(SOURCE PASSAGE Opens)
Why Minor Irritations Are Worth Addressing
That thing you have been ignoring for three months will not resolve itself. It is waiting.
The mole that has changed shape. The twinge in your knee that appears on stairs. The tooth that is sensitive to cold. The headache that arrives every Tuesday afternoon. You have noticed all of these, and you have dismissed all of these, constructing a narrative in which they are minor, temporary, and not worth the inconvenience of addressing.
They are worth the inconvenience.
Men, as a category, are extraordinarily gifted at ignoring physical discomfort. This is sometimes admirable, for resilience is a quality, but more often it is simply foolish, a stubbornness misidentified as strength. The body does not send signals for entertainment. A pain that persists is information; a change that progresses is a message, and the message is: pay attention.
The cost of addressing a minor issue early is almost always less, in time, in money, and in suffering, than the cost of addressing a major issue late. The sensitive tooth becomes a root canal. The knee twinge becomes a chronic condition. The mole becomes something that requires a different kind of conversation entirely. You know this. You know this, and you still wait.
(SOURCE PASSAGE Closes)
(EXCERPTED RECORDS Opens)
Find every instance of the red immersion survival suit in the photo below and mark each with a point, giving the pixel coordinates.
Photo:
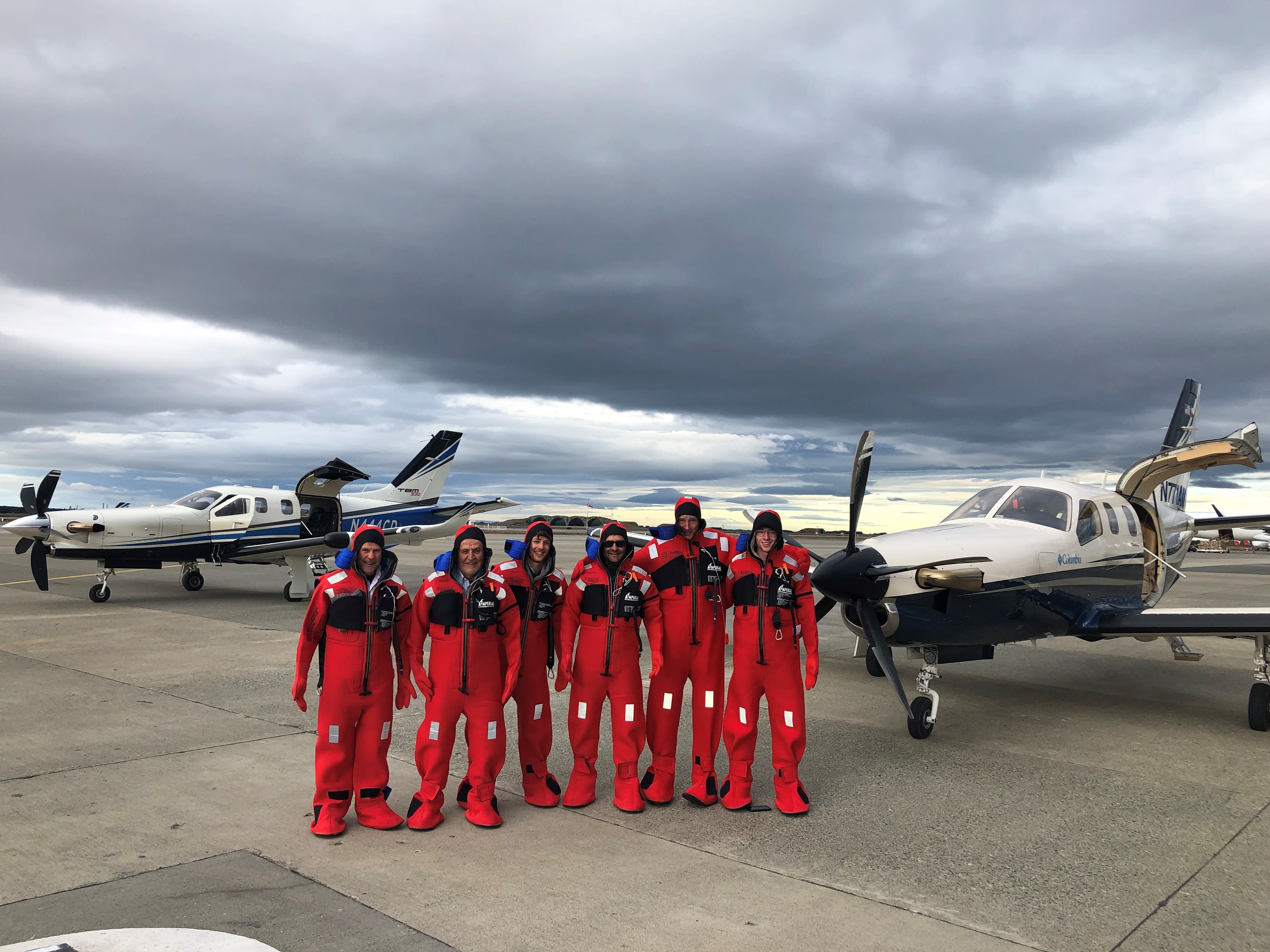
(464, 677)
(774, 607)
(353, 624)
(603, 612)
(541, 601)
(690, 575)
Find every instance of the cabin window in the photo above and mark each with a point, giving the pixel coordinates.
(199, 501)
(1089, 526)
(237, 508)
(1112, 521)
(1130, 521)
(980, 504)
(1041, 507)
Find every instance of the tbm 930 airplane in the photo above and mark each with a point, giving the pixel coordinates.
(1039, 559)
(246, 525)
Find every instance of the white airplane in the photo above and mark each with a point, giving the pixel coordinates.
(1038, 559)
(247, 525)
(1258, 536)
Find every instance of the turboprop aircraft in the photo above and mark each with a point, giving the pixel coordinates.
(247, 525)
(1037, 559)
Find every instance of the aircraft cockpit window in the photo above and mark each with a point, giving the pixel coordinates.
(1042, 507)
(200, 501)
(1112, 521)
(1089, 526)
(1130, 521)
(237, 508)
(978, 506)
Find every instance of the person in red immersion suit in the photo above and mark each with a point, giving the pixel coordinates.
(466, 614)
(774, 609)
(689, 572)
(356, 617)
(539, 588)
(603, 611)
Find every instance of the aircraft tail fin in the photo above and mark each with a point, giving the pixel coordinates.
(1183, 423)
(423, 478)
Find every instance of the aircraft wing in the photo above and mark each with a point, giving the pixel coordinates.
(1187, 621)
(1234, 522)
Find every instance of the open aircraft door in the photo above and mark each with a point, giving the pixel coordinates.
(1141, 482)
(318, 494)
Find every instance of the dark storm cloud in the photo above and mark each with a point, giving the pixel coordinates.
(789, 214)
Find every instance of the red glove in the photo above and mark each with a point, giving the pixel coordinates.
(406, 691)
(564, 678)
(422, 680)
(813, 668)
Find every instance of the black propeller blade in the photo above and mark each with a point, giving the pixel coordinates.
(45, 494)
(879, 570)
(859, 482)
(40, 565)
(881, 649)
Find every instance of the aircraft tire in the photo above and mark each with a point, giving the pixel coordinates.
(919, 728)
(873, 666)
(1259, 707)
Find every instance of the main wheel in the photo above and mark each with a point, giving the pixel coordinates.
(873, 666)
(919, 727)
(1259, 707)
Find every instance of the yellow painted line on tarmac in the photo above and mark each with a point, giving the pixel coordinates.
(60, 578)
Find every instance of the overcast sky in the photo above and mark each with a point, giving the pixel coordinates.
(630, 252)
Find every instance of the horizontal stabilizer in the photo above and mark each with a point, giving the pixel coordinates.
(1187, 621)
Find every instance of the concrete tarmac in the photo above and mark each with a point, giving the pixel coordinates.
(1074, 796)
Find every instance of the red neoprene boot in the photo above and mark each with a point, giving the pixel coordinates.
(329, 818)
(425, 813)
(658, 784)
(374, 810)
(540, 787)
(582, 784)
(735, 794)
(628, 796)
(483, 807)
(792, 799)
(704, 790)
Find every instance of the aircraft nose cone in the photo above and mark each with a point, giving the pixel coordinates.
(843, 577)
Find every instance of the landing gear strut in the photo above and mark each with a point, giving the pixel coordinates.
(102, 591)
(1259, 699)
(926, 705)
(191, 578)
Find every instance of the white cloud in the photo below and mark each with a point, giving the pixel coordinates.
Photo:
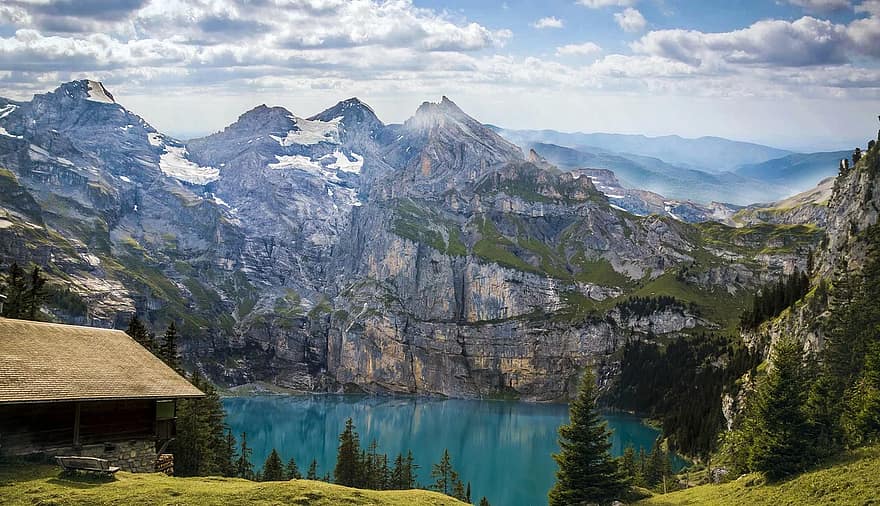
(548, 22)
(631, 20)
(598, 4)
(804, 42)
(822, 6)
(585, 49)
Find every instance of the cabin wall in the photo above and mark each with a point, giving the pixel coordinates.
(123, 432)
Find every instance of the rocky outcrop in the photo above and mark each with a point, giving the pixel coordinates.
(338, 253)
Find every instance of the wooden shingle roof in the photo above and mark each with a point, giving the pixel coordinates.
(48, 362)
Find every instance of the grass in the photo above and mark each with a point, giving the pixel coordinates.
(851, 479)
(28, 484)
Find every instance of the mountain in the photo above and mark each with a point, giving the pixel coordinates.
(336, 253)
(798, 171)
(709, 154)
(657, 176)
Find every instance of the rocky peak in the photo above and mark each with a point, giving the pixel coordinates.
(86, 89)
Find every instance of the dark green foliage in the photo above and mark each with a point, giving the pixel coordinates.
(25, 294)
(587, 473)
(201, 447)
(291, 470)
(403, 474)
(273, 468)
(243, 467)
(779, 430)
(861, 419)
(227, 455)
(773, 299)
(168, 350)
(139, 332)
(446, 479)
(648, 470)
(645, 306)
(348, 458)
(681, 385)
(35, 294)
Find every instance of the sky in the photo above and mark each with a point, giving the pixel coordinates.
(800, 74)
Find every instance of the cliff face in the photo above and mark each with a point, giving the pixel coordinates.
(339, 253)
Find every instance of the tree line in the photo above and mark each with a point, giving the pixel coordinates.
(205, 445)
(25, 293)
(775, 298)
(680, 384)
(811, 406)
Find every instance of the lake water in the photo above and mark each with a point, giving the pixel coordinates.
(502, 448)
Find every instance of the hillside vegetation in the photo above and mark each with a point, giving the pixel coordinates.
(850, 479)
(30, 484)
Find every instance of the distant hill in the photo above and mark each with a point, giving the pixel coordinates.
(658, 176)
(798, 171)
(711, 154)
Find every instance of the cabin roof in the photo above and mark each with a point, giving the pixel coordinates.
(50, 362)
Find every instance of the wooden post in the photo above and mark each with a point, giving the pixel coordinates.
(76, 426)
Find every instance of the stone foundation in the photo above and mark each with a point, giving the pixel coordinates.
(137, 456)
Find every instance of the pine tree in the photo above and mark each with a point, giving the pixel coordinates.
(35, 294)
(443, 474)
(348, 458)
(273, 468)
(780, 445)
(291, 470)
(227, 455)
(628, 465)
(15, 291)
(861, 419)
(243, 467)
(139, 332)
(168, 351)
(587, 473)
(312, 473)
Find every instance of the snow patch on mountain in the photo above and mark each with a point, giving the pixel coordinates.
(173, 163)
(6, 111)
(310, 132)
(345, 164)
(97, 93)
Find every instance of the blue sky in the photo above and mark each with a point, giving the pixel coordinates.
(794, 73)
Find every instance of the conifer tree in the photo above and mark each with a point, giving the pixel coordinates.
(243, 467)
(443, 474)
(168, 351)
(139, 332)
(291, 470)
(780, 443)
(15, 291)
(587, 473)
(348, 458)
(228, 455)
(312, 473)
(861, 419)
(35, 294)
(273, 468)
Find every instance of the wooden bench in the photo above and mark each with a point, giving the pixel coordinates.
(90, 464)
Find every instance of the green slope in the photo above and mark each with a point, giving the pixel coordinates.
(27, 484)
(850, 479)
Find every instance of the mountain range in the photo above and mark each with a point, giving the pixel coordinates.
(338, 253)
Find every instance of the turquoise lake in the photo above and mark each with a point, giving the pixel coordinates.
(502, 448)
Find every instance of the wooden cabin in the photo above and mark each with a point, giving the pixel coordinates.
(70, 390)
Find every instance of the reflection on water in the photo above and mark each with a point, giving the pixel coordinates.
(502, 448)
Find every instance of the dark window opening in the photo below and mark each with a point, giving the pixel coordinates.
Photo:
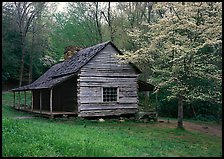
(110, 94)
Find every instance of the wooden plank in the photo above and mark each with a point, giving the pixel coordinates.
(14, 100)
(40, 102)
(107, 112)
(51, 102)
(111, 107)
(25, 99)
(18, 100)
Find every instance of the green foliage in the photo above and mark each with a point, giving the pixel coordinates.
(39, 137)
(177, 47)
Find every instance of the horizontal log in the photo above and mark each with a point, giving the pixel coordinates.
(105, 107)
(106, 112)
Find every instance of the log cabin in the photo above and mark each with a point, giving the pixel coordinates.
(92, 82)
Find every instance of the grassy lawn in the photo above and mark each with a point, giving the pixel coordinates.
(77, 137)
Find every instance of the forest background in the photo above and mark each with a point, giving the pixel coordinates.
(177, 45)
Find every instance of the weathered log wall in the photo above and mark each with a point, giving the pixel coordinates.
(105, 71)
(65, 96)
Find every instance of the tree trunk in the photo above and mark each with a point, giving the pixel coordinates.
(98, 22)
(22, 61)
(149, 11)
(31, 58)
(180, 112)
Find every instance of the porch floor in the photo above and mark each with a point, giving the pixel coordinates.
(47, 113)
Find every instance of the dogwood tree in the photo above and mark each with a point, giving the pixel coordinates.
(183, 48)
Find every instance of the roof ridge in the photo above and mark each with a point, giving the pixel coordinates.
(79, 59)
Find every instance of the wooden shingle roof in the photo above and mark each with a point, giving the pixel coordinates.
(64, 70)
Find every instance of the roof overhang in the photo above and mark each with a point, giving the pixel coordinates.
(144, 86)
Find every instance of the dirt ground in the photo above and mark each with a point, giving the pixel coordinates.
(205, 128)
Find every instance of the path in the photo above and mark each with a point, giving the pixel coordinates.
(205, 128)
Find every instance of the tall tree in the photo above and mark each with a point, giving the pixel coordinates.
(178, 46)
(25, 13)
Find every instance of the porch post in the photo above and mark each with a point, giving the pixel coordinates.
(14, 99)
(40, 101)
(19, 100)
(51, 102)
(25, 100)
(32, 101)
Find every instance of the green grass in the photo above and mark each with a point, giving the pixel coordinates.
(77, 137)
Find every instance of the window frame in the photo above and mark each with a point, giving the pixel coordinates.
(110, 101)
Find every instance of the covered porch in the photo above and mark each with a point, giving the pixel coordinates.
(58, 100)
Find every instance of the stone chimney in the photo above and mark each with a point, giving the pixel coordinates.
(70, 51)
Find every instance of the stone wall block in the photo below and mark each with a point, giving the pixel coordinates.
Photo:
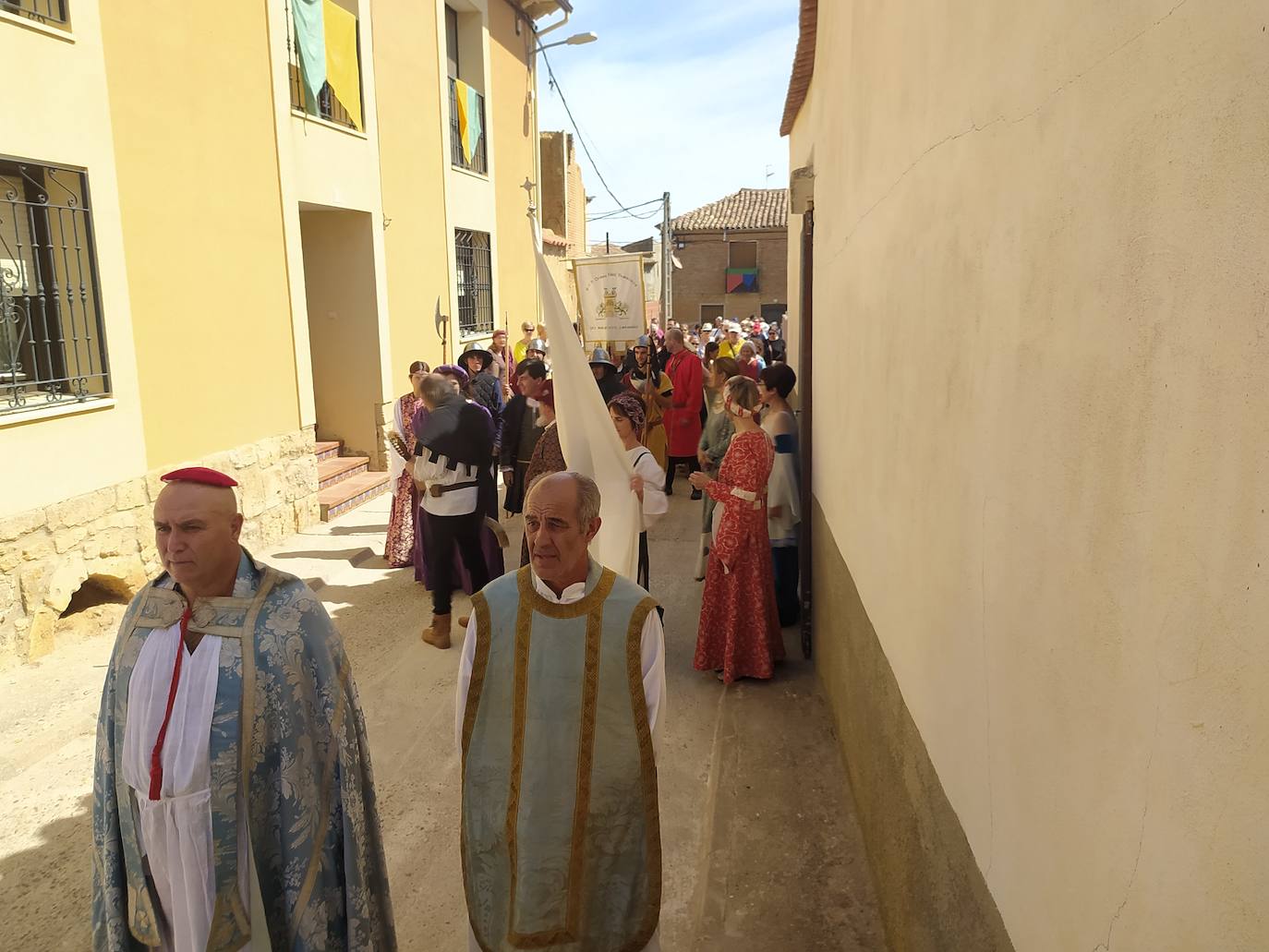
(EXCERPTED RECORDS Closes)
DIRECTIONS →
**A.** In the passage on minor physical irritations, what does the sensitive tooth become?
**B.** Resume the passage on minor physical irritations, starting after its last sentence.

ANSWERS TO THIS EXERCISE →
**A.** A root canal.

**B.**
The excuses are remarkably consistent. “It is probably nothing.” Perhaps, but you are not qualified to determine that, which is why qualified people exist. “I do not have time.” You have time to be ill? Because that is the alternative, and it takes considerably longer. “It does not hurt that much.” This is not a pain threshold competition; the fact that you can tolerate something does not mean you should, and the two propositions are far less related than you have convinced yourself they are.
Make a list, right now if you can: every minor physical complaint you have been carrying, the ache, the rash, the thing that clicks, the thing that does not feel quite right. Write them down. The act of listing them will make their accumulation visible in a way that your habitual dismissal has not.
Then deal with them, one by one, starting with the one that has been there the longest, because it has been patient enough.
Attend to the small things before they become the large things. This is not anxiety. It is maintenance.